RECORDS SUPPLIED start

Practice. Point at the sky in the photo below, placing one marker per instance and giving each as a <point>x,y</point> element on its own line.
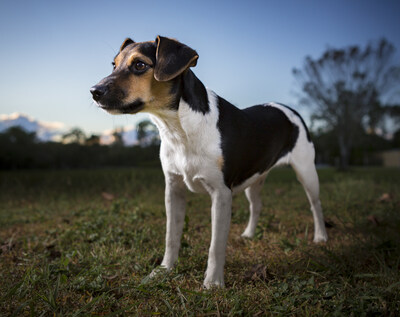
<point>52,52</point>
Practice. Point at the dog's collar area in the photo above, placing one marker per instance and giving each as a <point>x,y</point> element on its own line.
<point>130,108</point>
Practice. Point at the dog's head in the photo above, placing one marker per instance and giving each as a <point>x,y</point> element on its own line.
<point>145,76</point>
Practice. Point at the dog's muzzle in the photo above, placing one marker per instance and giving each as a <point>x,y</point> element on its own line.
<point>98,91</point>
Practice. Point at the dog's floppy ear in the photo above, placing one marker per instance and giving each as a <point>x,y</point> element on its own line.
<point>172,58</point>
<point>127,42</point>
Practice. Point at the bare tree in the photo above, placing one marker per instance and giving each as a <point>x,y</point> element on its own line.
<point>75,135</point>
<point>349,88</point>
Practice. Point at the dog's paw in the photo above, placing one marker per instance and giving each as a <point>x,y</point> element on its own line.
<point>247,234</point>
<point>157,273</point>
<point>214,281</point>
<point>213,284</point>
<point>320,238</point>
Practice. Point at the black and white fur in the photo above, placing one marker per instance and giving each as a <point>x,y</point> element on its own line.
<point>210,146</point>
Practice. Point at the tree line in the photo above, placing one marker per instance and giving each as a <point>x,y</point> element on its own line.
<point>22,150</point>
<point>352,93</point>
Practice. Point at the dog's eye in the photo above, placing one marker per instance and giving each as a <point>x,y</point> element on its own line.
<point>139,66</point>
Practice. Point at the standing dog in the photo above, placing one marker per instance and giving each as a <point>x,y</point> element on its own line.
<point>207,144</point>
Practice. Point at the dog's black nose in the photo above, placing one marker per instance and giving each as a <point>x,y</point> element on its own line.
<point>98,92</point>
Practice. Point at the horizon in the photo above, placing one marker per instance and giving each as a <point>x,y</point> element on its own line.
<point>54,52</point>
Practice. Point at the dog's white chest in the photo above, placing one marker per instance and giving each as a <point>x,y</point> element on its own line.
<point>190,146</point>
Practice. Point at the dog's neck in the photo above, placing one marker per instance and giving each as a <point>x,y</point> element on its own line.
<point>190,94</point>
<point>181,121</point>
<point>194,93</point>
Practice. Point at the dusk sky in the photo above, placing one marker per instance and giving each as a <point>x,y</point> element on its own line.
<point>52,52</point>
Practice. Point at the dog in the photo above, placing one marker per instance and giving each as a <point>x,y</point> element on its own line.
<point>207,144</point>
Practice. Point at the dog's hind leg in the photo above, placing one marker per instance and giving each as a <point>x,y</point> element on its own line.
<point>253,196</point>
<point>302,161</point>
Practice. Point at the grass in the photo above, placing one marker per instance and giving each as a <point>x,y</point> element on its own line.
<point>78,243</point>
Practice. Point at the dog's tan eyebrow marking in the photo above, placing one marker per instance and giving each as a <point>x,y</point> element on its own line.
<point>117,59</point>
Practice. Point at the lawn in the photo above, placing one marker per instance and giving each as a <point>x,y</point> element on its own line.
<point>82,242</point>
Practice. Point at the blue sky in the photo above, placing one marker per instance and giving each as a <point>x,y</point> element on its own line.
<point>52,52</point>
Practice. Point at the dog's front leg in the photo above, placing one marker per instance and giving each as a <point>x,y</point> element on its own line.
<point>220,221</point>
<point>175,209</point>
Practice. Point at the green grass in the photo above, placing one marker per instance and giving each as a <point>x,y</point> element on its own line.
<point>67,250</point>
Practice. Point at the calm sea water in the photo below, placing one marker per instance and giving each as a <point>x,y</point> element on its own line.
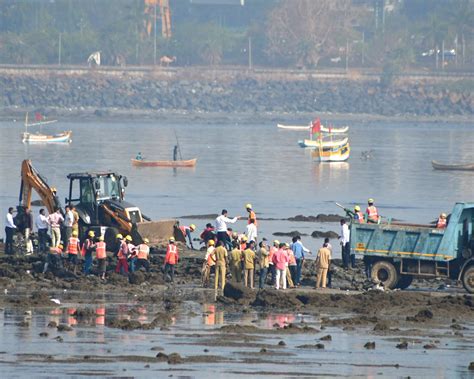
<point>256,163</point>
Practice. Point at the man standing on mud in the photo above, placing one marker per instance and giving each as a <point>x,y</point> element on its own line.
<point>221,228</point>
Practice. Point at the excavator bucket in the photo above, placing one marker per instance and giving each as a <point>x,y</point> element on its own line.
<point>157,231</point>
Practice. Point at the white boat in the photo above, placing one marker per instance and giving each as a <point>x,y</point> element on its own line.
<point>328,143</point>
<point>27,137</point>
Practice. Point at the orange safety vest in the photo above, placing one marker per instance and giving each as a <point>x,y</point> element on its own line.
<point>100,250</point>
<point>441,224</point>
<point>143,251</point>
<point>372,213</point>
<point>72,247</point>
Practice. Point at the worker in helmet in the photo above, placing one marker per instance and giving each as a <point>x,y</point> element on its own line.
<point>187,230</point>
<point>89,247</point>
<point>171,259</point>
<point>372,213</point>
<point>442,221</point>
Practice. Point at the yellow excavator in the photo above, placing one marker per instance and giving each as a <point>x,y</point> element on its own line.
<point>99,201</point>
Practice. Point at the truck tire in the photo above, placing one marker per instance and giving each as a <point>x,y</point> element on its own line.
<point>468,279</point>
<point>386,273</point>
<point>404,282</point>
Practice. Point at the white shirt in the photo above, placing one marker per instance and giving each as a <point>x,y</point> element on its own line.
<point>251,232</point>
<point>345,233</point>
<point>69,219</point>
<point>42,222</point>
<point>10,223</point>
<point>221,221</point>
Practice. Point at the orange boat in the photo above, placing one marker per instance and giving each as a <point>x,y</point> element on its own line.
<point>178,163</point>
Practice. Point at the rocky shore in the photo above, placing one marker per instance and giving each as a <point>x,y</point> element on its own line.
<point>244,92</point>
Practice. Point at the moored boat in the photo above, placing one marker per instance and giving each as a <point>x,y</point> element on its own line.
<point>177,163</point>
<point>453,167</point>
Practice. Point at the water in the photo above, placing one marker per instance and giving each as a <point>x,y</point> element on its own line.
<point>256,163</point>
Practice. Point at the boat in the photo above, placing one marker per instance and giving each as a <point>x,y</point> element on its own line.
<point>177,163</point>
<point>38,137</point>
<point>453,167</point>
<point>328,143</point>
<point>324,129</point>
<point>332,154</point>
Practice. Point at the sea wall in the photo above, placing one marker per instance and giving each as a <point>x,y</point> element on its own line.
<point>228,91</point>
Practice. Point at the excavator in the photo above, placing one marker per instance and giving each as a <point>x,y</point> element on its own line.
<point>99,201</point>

RECORDS SUPPLIED end
RECORDS SUPPLIED start

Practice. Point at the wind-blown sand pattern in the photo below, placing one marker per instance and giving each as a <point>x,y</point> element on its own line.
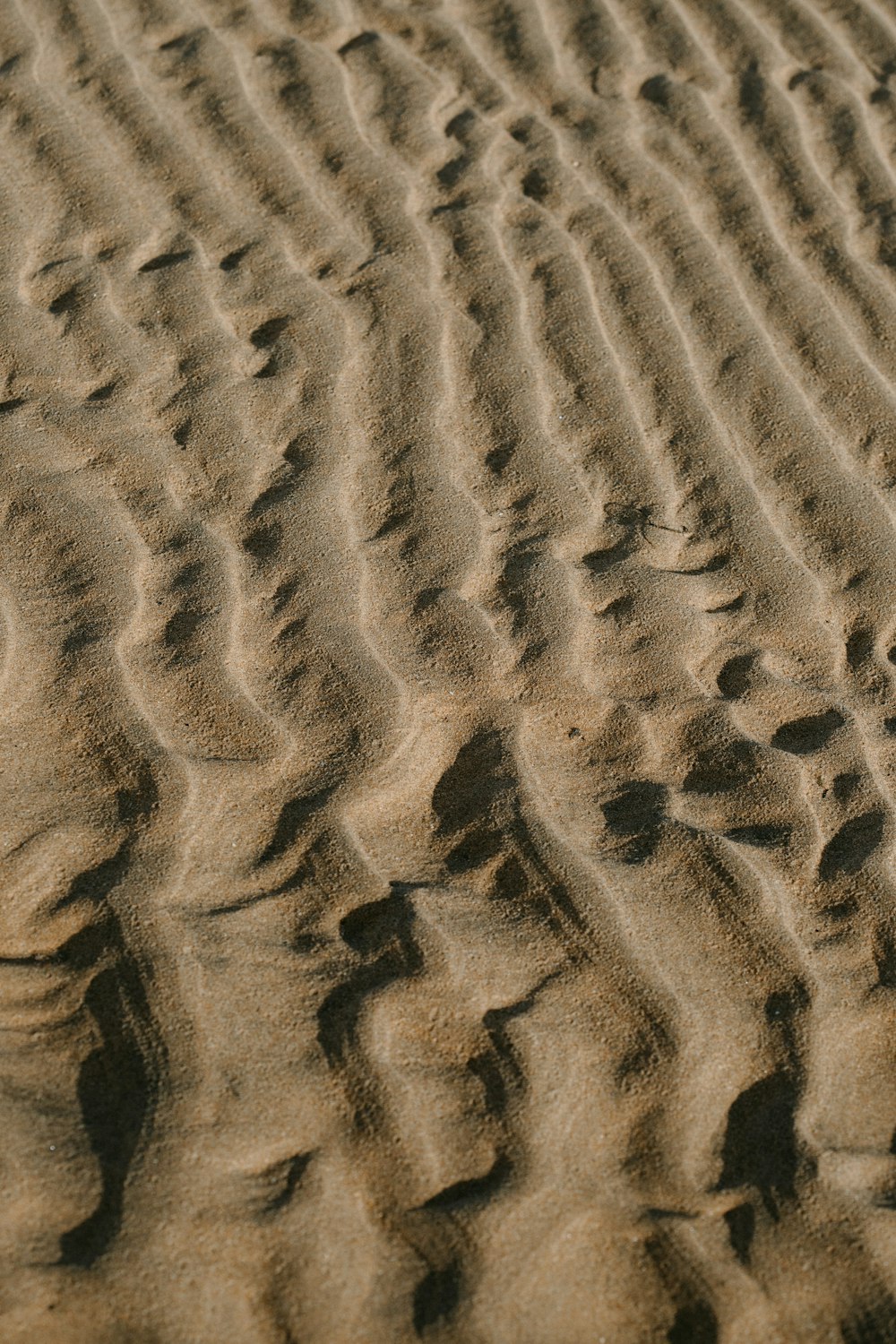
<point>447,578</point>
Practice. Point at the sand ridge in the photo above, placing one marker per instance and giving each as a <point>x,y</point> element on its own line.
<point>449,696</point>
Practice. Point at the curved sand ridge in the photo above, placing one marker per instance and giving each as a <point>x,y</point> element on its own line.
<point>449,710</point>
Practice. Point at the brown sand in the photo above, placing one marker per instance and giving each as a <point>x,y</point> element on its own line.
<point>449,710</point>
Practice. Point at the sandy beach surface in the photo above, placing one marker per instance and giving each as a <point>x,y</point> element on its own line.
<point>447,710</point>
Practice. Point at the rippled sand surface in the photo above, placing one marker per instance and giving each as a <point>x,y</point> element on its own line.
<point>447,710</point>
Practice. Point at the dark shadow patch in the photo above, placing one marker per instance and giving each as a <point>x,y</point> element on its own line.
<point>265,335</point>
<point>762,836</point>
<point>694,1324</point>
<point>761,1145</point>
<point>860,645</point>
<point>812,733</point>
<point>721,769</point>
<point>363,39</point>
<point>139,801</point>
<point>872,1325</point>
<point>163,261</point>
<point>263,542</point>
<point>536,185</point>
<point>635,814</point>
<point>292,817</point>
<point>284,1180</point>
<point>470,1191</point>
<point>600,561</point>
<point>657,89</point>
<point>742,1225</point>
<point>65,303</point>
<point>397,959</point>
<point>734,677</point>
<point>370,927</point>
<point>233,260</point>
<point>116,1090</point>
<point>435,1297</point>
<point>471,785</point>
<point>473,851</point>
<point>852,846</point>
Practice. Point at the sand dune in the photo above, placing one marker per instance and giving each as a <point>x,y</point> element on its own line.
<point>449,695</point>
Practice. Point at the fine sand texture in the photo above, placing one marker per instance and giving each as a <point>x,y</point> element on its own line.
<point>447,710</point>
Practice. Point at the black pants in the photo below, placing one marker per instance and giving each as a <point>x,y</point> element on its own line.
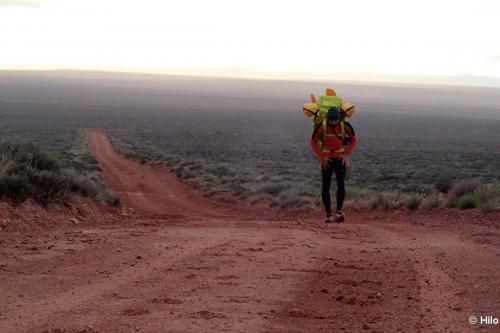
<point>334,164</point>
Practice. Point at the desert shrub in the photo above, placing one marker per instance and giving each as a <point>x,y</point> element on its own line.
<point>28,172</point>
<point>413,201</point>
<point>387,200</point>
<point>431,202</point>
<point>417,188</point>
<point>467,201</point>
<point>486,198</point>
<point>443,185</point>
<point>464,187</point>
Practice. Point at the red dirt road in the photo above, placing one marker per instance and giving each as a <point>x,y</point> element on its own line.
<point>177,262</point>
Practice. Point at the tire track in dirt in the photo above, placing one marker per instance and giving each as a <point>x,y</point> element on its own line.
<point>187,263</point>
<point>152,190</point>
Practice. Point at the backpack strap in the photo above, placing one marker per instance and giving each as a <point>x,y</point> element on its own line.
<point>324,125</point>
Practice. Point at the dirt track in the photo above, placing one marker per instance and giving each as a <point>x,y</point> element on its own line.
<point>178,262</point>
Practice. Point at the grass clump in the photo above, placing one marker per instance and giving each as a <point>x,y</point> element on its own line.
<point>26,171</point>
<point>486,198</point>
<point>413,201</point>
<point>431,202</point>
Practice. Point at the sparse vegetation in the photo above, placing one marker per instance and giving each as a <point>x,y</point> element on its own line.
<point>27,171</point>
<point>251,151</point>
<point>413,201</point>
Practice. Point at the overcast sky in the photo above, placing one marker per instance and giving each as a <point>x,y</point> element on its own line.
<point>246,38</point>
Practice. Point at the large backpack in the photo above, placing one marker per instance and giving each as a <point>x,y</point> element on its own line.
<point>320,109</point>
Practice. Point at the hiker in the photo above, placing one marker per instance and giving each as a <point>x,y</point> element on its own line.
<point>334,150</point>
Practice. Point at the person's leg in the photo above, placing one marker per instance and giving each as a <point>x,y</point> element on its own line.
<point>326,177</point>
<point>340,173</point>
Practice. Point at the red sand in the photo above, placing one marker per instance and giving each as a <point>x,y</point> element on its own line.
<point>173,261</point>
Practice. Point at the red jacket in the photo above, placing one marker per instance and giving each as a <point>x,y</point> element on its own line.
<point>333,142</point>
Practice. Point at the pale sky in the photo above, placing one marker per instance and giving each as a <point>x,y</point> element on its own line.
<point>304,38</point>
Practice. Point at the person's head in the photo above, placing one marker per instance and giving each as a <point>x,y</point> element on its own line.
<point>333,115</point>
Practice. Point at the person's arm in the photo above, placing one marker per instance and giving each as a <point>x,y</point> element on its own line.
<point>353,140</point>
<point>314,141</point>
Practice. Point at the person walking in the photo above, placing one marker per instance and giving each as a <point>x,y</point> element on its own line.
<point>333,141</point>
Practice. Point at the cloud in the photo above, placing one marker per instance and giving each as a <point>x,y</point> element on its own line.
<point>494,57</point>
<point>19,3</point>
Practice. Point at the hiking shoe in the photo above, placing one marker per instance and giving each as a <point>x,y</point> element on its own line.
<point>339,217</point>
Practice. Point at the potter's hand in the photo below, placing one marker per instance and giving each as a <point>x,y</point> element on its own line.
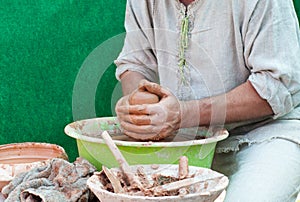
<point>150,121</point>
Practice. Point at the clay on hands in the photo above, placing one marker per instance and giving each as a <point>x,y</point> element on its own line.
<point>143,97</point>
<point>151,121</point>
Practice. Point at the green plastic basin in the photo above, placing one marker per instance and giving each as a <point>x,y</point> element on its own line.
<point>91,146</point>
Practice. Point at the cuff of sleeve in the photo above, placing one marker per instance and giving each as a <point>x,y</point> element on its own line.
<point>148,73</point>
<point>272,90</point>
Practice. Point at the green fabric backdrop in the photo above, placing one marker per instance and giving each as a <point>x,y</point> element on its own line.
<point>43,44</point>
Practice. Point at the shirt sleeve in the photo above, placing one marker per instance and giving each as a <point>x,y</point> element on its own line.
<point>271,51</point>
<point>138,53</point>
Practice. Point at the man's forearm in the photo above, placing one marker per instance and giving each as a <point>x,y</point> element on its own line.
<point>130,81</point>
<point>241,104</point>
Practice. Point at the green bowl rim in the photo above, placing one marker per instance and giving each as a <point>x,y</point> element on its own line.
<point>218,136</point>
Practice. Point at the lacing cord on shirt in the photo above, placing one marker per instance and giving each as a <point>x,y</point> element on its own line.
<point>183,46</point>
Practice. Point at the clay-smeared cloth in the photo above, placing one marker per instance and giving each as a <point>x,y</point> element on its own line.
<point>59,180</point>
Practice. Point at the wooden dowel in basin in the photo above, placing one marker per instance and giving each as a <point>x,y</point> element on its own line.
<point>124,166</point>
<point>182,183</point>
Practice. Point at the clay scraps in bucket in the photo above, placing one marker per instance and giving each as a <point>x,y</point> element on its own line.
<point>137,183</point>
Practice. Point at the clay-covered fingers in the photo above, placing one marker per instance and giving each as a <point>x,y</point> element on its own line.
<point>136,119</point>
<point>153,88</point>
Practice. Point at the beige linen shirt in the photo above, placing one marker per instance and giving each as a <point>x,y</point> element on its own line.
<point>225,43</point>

RECORDS SUPPLIED end
RECORDS SUPPLIED start

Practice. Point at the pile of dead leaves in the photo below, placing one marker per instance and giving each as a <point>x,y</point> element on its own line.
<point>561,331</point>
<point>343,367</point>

RECORDS SUPPLIED end

• [STATED TASK] Render the stretch of rows above that opens with the line containing "Practice. Point at the pale" and closes with the line containing "<point>333,115</point>", both ends included, as a Markdown table with columns No. and Line. Number each line in order and leave out blank lines.

• [SOLUTION TO THIS TASK]
| No. | Line |
|---|---|
| 1 | Practice. Point at the pale sky in the photo above, placing one marker per instance and giving each as a <point>x,y</point> element on its own line. |
| 2 | <point>304,38</point> |
| 3 | Practice. Point at the person's head in the photo above, placing one marker per instance and giving each as a <point>x,y</point> element on its own line. |
| 4 | <point>333,115</point> |